Request: In the antenna switching passage below, what control bit setting activates the Tx4 antenna?
[Begin Extracted text]
The antenna circuit schematic and control bit table represents the control bits necessary to enable the Tx4 antenna is shown in 1320. As shown each Tx antenna (Tx1, Tx2, and Tx3) has control bits associated with the individual S_i and S_r SPDT switches. In the illustration 1320 the switch status (1 or 0) is shown in a control bit table where the S_i and S_r SPDT switches are all set to 0. As detailed in FIG. 10 and FIG. 11, discussed supra, where all the Tx S_i positions are set to 0 the current from the NFC chip will travel to the Tx4 antenna and where all the Tx S_r positions are set to 0 the return current will flow back to the NFC chip from the Tx4 antenna. The antenna circuit schematic is shown where the lightly colored antenna pattern and lines represents the antenna that is active based on the control bits selected in the control bit table. This control bit configuration of all zeros will activate Tx4, wherein Tx4 will mutually couple to the Rx antenna on the smart ring. It should be noted that this design can also apply to more Tx antennas by adding more SPDT switches for each new Tx antenna.
[End Extracted text]
[Begin Dataset rows]
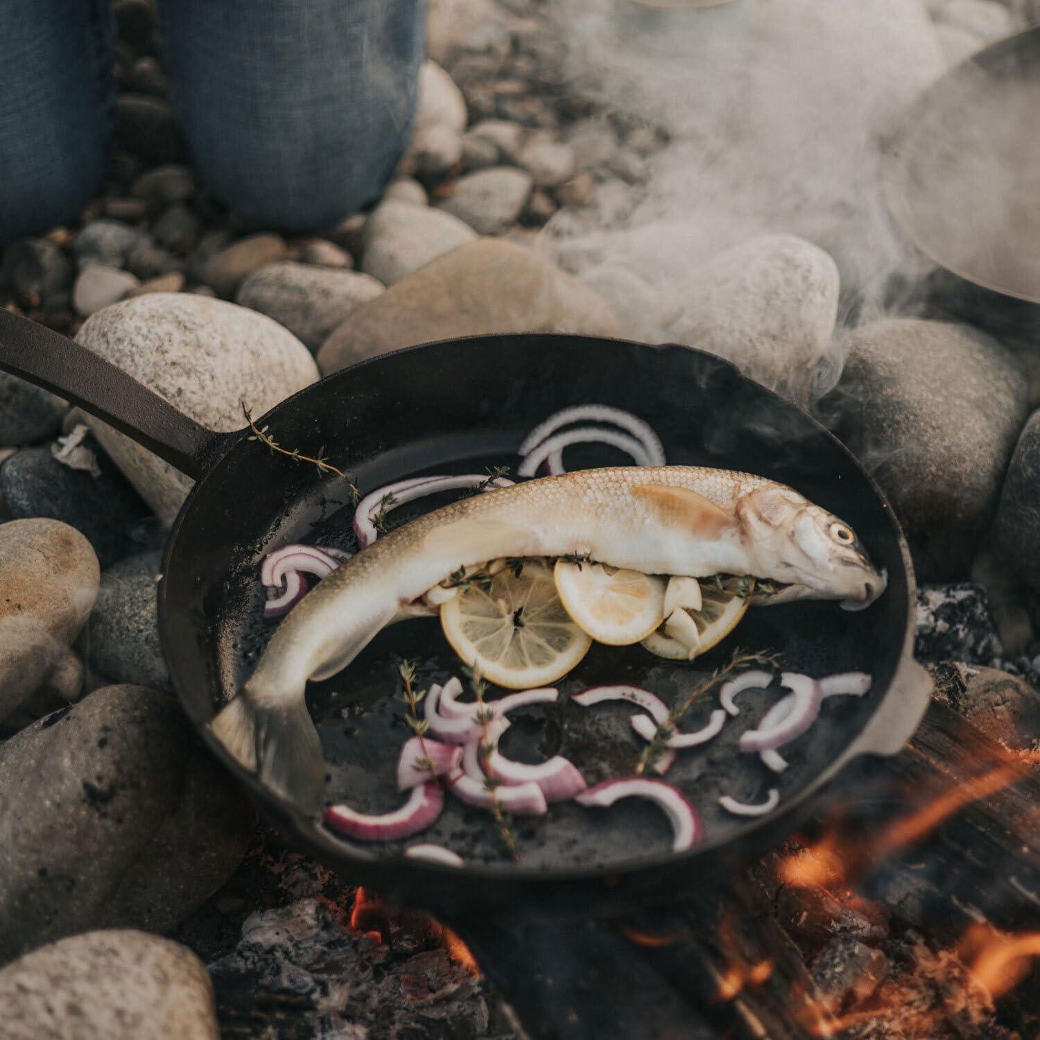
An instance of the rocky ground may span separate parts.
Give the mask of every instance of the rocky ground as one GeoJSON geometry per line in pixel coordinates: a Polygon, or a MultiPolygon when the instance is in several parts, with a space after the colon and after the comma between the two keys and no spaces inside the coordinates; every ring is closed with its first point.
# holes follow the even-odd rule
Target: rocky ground
{"type": "MultiPolygon", "coordinates": [[[[639,339],[667,327],[722,354],[736,342],[751,374],[805,404],[840,337],[841,379],[813,407],[872,467],[912,543],[918,655],[982,674],[964,684],[986,691],[973,710],[1009,683],[1035,703],[1040,391],[1020,344],[919,314],[848,328],[840,265],[788,234],[698,266],[673,310],[623,267],[565,269],[555,244],[623,218],[668,135],[582,95],[545,0],[432,0],[415,134],[383,199],[320,234],[243,227],[192,174],[149,3],[115,6],[110,178],[76,225],[6,250],[0,306],[215,430],[241,425],[243,396],[259,414],[389,349],[514,331],[639,339]]],[[[1040,14],[927,7],[946,64],[1040,14]]],[[[269,851],[170,694],[155,580],[188,486],[0,374],[0,1005],[17,993],[21,1009],[6,1035],[77,1016],[82,1037],[216,1036],[214,986],[228,1036],[391,1035],[381,1002],[400,999],[402,972],[344,929],[347,900],[320,868],[269,851]],[[158,937],[172,933],[208,973],[158,937]]],[[[443,976],[434,948],[410,956],[440,958],[443,976]]],[[[504,1032],[477,982],[441,982],[392,1035],[504,1032]]]]}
[End Dataset rows]
Reply to the exercise: All of the S_i and S_r SPDT switch control bits are set to 0.